── EXERCISE MATERIALS

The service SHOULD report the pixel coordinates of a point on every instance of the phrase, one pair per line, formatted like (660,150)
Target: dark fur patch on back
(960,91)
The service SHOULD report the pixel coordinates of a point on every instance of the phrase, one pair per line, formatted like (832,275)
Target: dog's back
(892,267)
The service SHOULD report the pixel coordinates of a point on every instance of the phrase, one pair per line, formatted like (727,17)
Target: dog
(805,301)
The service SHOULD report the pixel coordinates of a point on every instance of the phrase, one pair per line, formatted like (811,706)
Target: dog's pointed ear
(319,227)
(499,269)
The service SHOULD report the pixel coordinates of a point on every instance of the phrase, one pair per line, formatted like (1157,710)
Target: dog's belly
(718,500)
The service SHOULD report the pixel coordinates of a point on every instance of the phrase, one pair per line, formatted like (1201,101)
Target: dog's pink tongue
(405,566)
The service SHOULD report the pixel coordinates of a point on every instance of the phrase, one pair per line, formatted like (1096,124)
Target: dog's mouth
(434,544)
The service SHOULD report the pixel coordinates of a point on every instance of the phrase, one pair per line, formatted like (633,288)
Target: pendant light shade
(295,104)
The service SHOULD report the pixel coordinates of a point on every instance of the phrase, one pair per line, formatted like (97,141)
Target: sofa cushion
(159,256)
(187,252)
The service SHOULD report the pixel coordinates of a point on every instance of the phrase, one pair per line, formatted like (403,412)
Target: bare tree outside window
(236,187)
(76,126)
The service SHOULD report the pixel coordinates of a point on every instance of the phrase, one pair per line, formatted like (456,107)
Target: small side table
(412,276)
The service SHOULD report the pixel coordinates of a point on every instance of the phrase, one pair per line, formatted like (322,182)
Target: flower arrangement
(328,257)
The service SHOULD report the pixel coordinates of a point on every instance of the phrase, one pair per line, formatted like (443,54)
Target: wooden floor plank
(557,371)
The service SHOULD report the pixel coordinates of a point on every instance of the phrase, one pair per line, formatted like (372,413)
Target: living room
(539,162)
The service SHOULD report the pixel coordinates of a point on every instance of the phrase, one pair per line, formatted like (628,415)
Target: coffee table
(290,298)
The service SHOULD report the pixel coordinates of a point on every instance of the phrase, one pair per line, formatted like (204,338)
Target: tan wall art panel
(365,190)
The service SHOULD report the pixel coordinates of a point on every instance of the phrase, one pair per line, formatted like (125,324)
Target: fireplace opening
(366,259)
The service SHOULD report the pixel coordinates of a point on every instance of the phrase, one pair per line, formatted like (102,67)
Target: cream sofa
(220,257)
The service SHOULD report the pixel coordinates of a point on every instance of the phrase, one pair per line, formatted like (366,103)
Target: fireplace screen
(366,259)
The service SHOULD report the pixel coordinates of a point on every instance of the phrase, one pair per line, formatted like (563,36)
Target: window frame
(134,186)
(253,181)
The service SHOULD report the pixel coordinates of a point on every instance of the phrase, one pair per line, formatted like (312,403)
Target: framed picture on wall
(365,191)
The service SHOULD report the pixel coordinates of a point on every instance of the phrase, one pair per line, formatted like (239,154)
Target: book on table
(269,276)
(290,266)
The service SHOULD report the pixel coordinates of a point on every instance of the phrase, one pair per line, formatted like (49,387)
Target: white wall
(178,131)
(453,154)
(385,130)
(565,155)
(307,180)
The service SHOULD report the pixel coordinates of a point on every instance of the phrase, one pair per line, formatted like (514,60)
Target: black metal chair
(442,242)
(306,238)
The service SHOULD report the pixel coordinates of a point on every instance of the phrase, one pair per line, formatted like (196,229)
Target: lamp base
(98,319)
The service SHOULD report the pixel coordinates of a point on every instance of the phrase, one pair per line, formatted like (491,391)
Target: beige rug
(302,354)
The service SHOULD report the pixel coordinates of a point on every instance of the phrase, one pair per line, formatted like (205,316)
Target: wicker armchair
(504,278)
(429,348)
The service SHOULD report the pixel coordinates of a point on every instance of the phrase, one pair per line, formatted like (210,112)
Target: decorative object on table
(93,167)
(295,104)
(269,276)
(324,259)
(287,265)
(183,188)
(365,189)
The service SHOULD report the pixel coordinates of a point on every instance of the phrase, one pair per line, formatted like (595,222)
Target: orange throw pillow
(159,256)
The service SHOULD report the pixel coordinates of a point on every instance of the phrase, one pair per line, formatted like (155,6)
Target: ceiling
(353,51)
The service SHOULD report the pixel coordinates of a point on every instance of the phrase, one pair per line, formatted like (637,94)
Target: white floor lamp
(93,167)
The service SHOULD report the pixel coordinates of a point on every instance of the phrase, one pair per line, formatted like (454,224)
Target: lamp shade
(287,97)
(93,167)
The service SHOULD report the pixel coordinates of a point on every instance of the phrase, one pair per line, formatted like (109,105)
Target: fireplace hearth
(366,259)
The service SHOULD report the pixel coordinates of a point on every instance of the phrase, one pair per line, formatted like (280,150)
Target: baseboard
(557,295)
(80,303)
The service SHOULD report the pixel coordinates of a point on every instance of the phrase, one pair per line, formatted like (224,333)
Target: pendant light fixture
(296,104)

────
── EXERCISE MATERIALS

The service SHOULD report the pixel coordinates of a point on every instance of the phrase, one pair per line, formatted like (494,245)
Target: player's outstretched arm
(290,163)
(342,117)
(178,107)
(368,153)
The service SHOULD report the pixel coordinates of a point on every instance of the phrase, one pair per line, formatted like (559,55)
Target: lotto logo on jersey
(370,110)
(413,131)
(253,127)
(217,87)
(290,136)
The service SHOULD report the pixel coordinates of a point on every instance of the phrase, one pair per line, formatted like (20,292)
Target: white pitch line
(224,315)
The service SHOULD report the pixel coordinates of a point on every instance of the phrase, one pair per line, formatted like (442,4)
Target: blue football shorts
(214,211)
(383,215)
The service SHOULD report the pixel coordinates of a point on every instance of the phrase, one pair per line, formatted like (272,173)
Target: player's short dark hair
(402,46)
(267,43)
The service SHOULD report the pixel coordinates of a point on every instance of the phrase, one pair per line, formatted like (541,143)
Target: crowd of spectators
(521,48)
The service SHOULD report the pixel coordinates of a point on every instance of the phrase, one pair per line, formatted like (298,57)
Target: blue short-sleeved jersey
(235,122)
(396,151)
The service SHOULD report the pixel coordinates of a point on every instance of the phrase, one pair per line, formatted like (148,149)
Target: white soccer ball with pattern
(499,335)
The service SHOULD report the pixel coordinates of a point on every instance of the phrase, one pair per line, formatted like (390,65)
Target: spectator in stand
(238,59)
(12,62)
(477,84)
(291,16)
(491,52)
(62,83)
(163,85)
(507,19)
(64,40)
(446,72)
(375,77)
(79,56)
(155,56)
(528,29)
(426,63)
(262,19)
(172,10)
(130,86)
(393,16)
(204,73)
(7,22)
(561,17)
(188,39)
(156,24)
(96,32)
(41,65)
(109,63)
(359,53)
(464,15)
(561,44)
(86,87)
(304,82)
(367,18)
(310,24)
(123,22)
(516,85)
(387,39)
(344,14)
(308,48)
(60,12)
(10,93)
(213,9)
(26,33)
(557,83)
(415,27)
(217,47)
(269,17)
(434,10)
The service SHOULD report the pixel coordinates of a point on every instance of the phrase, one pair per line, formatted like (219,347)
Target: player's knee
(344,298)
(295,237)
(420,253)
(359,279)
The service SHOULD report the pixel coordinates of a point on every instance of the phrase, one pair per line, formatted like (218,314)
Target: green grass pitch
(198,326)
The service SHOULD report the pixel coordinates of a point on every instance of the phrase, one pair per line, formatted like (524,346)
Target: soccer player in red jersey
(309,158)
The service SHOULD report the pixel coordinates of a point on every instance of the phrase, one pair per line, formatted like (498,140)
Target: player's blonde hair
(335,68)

────

Gather every line of the items that has the word "wall" in it and copy each one over.

Target: tan wall art panel
Target: framed picture on wall
Target: white wall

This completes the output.